■ **Task item A**:
According to the passage about a book review on fiat money, what does the abbreviation MMT stand for?
■ **Task item B**:
Resume the passage about a book review on fiat money, starting after its final quoted sentence.

■ **Document passage**:

Worth reading all the reviews.  One in particular I found interesting (the first one);

The author of the review said this (highlight mine)

"A small group of economists, known as chartalists or MMT-ers (after Modern Monetary Theory) have figured out the fiat (non gold-related) money. The author of the book is not among them, he discovered this by himself, a true genius. His book is definitely recommended, if you want to understand why some countries go bankrupt and others can run 200% debt-to-GDP ratio and manage to sell massive amounts of bonds despite offering near zero interest."

■ **Data excerpt**:
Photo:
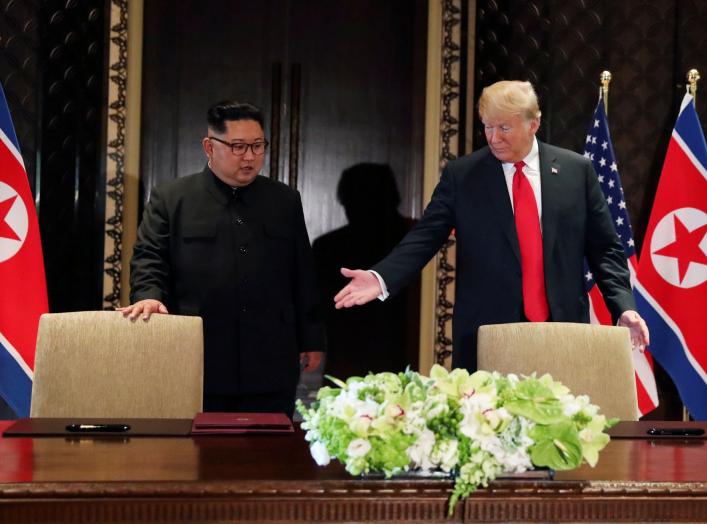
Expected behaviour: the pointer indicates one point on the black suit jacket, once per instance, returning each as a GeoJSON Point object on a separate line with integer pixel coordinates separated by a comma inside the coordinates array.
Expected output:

■ **Output A**:
Modern Monetary Theory

■ **Output B**:
I think the obvious reference here is Japan… and Chris has discussed this much recently since Japan is mathematically closest to their (fiat) endgame… they are in the tightest box when it comes to remaining degrees of freedom to sustain any increases in borrowing costs.  I find it interesting that the MMT’ers attribute Japan’s success thus far to something they are doing right… while I think Chris’ observation that the carry trade, which created significant demand for Yen via international borrowing, is the thing that sustained the strength of the Yen over the previous years.  The Yen is now weakening as the carry trade unwinds, as Chris has pointed out.  For a (manufacturing) nation that imports almost all of it’s resources, a weak Yen will bring about the endgame very quickly… ability to print more "free" Yen notwithstanding.  We will see how well Japan’s exercise of it’s monetary sovereignty plays out… though I am sure Rodger and the other MMT’ers will explain to us that Japan just didn’t do it "right".     

[quote=Jim H]Maybe Rodger can tell us how all of these Government issuers you reference got it wrong…
[/quote]Jim, you can go inside that book at Amazon and scroll to page 207.  Sounds like Rodger did well turning compnaies around, but like his old boss used to tell him, we can also say to him: "Rodger, You’re wrong."
So now Rodger, please tell me if you are that 49% of the upper middle with your hand in the Free $hit’s Army’s cookie jar.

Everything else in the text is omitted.